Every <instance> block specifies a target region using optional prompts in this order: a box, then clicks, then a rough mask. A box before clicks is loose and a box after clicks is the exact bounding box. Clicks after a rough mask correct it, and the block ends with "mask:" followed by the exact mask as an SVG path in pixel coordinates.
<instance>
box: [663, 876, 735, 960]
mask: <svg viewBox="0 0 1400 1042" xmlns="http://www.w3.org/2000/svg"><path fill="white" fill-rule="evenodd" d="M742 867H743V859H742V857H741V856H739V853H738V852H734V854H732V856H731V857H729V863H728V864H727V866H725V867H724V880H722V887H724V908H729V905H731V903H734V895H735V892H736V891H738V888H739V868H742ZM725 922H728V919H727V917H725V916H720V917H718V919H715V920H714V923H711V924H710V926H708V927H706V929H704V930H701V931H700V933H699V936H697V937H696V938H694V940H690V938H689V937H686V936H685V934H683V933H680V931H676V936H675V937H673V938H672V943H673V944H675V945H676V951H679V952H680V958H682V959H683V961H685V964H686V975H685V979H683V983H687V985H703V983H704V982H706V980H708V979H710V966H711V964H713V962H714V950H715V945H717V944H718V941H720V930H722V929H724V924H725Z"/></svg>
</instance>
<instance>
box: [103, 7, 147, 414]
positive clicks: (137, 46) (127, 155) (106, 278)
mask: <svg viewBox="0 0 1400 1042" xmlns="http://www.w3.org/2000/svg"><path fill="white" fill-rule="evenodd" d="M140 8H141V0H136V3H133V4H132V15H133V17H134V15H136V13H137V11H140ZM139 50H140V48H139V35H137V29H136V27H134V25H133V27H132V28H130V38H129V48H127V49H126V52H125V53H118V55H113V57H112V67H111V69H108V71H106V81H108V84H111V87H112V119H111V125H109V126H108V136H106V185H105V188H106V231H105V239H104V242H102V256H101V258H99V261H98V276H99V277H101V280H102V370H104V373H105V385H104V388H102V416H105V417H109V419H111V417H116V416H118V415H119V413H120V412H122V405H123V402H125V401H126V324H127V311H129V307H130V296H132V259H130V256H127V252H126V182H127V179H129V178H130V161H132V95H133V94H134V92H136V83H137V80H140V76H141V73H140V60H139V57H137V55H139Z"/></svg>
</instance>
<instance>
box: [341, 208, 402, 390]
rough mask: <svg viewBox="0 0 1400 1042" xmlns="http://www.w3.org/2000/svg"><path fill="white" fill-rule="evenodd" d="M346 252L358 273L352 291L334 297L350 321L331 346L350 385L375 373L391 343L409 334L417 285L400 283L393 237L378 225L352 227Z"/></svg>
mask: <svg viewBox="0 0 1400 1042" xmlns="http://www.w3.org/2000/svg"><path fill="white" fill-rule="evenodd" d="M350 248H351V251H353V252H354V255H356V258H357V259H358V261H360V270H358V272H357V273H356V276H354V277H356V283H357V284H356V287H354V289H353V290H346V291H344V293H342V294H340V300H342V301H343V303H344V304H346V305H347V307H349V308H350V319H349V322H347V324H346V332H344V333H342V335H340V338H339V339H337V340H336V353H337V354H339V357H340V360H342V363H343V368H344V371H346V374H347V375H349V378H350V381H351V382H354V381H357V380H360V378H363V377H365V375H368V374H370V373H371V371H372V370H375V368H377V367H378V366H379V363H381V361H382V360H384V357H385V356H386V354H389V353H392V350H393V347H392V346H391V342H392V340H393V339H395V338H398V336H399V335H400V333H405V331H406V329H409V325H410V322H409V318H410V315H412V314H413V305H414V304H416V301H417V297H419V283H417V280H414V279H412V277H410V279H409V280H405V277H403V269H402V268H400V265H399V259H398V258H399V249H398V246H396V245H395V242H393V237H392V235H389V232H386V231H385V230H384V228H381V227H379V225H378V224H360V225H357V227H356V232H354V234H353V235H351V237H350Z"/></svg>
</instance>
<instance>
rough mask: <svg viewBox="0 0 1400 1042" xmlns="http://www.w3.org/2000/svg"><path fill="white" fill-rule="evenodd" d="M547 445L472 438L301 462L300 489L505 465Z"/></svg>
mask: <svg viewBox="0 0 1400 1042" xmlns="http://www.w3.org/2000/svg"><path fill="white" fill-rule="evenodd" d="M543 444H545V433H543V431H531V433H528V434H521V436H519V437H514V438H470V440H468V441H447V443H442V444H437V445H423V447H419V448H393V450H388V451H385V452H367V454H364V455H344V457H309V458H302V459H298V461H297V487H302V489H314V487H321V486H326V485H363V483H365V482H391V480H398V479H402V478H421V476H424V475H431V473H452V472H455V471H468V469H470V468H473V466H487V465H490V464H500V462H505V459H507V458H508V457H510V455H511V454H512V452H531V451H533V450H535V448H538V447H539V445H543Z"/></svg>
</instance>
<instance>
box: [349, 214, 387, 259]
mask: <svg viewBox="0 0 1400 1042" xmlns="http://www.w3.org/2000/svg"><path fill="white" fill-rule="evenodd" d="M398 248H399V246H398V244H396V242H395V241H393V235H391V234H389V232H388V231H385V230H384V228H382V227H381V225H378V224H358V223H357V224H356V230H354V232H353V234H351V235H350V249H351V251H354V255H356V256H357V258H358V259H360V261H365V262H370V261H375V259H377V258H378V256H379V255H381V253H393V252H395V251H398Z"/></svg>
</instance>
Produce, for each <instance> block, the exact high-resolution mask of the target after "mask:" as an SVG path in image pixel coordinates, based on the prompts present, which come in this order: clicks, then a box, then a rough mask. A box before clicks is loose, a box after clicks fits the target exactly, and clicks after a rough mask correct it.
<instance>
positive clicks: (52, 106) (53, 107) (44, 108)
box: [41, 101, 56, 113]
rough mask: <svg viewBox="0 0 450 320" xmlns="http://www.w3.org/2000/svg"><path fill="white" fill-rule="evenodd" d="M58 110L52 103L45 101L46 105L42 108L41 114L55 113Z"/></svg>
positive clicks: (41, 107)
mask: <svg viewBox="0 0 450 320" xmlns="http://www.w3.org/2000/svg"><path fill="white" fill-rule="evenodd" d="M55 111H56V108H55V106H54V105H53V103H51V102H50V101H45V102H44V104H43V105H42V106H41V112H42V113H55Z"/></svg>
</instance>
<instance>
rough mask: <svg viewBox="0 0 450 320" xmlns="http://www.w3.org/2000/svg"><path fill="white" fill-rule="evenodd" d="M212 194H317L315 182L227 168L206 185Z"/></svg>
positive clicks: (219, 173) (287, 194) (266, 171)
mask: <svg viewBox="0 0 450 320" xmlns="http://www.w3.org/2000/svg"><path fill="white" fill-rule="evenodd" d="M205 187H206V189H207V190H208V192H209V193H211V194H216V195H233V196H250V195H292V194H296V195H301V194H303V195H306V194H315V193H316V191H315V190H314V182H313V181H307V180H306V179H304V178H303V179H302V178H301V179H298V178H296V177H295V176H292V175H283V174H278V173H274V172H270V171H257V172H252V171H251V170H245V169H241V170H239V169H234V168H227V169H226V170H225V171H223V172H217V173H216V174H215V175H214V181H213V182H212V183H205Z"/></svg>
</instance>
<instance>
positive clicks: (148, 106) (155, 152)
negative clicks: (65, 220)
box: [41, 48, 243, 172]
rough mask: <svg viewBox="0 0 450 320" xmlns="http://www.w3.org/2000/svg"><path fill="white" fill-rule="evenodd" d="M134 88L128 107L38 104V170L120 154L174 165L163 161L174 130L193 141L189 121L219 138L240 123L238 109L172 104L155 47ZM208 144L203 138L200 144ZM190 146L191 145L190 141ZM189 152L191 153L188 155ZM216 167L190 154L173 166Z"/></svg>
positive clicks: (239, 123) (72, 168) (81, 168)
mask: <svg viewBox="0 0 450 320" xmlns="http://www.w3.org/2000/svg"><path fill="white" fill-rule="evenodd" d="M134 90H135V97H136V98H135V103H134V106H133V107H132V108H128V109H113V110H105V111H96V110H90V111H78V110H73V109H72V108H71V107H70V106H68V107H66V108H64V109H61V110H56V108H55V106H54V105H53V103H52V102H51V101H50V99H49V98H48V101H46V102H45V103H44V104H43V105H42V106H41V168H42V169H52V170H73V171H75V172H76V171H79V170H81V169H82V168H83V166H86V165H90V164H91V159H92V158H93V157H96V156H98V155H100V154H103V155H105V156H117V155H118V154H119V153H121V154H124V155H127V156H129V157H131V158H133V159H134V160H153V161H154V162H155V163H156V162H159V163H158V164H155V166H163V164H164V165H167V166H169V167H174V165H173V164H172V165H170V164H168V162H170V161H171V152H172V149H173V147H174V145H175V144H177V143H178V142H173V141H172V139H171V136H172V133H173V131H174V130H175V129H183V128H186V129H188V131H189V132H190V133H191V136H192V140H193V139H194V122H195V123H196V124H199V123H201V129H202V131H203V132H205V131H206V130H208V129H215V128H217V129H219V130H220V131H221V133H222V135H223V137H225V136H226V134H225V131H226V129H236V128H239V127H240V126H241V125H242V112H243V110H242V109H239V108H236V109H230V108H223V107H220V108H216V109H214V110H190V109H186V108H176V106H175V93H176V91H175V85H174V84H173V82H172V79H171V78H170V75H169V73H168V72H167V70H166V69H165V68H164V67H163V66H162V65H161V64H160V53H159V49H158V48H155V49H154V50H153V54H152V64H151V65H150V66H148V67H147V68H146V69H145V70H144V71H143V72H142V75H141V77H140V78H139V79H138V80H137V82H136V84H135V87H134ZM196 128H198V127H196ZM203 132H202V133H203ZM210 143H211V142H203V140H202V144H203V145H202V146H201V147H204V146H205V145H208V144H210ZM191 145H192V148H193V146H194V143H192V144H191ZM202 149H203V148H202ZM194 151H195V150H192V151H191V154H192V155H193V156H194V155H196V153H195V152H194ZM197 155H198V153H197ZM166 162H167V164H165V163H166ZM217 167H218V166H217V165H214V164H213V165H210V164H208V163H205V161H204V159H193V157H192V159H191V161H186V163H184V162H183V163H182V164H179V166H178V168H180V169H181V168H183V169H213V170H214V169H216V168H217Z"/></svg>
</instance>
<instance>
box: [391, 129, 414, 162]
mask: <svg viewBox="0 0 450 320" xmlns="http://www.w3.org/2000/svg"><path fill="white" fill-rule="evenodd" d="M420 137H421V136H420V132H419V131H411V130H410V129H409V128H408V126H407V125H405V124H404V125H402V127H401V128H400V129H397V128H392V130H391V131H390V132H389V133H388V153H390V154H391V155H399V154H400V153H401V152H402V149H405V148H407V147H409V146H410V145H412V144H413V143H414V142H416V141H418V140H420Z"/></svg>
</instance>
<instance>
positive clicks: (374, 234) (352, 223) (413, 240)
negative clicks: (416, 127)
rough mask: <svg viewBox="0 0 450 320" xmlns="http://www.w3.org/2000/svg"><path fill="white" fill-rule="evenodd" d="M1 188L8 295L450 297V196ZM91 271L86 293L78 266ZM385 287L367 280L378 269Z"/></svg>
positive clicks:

★ ★ ★ ★ ★

State how many lines in the records above contain the word "order". Give nothing but the number.

- _Reply to the exercise_: 2